**Exercise requirements**: Please copy, word for word, the stretch of the piece about love below from "Romantic movies with" through "and empties you.".

**Provided text**:
= = = = =

Friday, 2 August 2019

This is the last time I am going to write about love.








This is the last time I am going to write about love.


Love always fascinated me at a young age. I would always visualize myself meeting love under the pouring rain or in a bookstore, his head buried in a Harry Potter series. I wanted love to dress in his unbuttoned white long sleeves, wearing that playful smile with perfectly-aligned, pearly teeth. His eyes - blue and sparkling, his lips – pink and soft, his fragrance, new and fresh like spring. He ought to be good- looking, tall, smart, conversationalist, adventurous, financially stable, and family-oriented.

With all these self-constructed standards, I remained single for 27 years. I was happy, though. Then, I dated enough to realize that the thrill wears off when a man does not challenge me.

Romantic movies with complicated plot and tragic endings arouse my interest; star-crossed lovers, characters dying at the end, thats my thing. And maybe, that 'challenging' mindset and this 'complicated' interest brought me to where I was months ago. Love ticked off most of the standards Ive set and I thought , he was the one.

I learned that love is blissfully painful. There is pain in being happy and happiness in being hurt.

Love is a verb - it kisses, hugs, dances and inspires. Love does not focus on his past. It accepts and sacrifices.  Love exposes you to an unraveled dimension. Love reinforces you to do it for the sake of love.  But love also lies, accuses, denies, leaves, returns, ghosts, stops, and shatters. Love overlooks the red flags that are right there waving and begging for your attention. Love doubts, disappoints, abandons, manipulates, neglect, scars and empties you.

= = = = =

**Supplied data**:
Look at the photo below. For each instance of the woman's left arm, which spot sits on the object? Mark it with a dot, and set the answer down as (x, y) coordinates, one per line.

= = = = =

**Completed task**:
Romantic movies with complicated plot and tragic endings arouse my interest; star-crossed lovers, characters dying at the end, thats my thing. And maybe, that 'challenging' mindset and this 'complicated' interest brought me to where I was months ago. Love ticked off most of the standards Ive set and I thought , he was the one.

I learned that love is blissfully painful. There is pain in being happy and happiness in being hurt.

Love is a verb - it kisses, hugs, dances and inspires. Love does not focus on his past. It accepts and sacrifices.  Love exposes you to an unraveled dimension. Love reinforces you to do it for the sake of love.  But love also lies, accuses, denies, leaves, returns, ghosts, stops, and shatters. Love overlooks the red flags that are right there waving and begging for your attention. Love doubts, disappoints, abandons, manipulates, neglect, scars and empties you.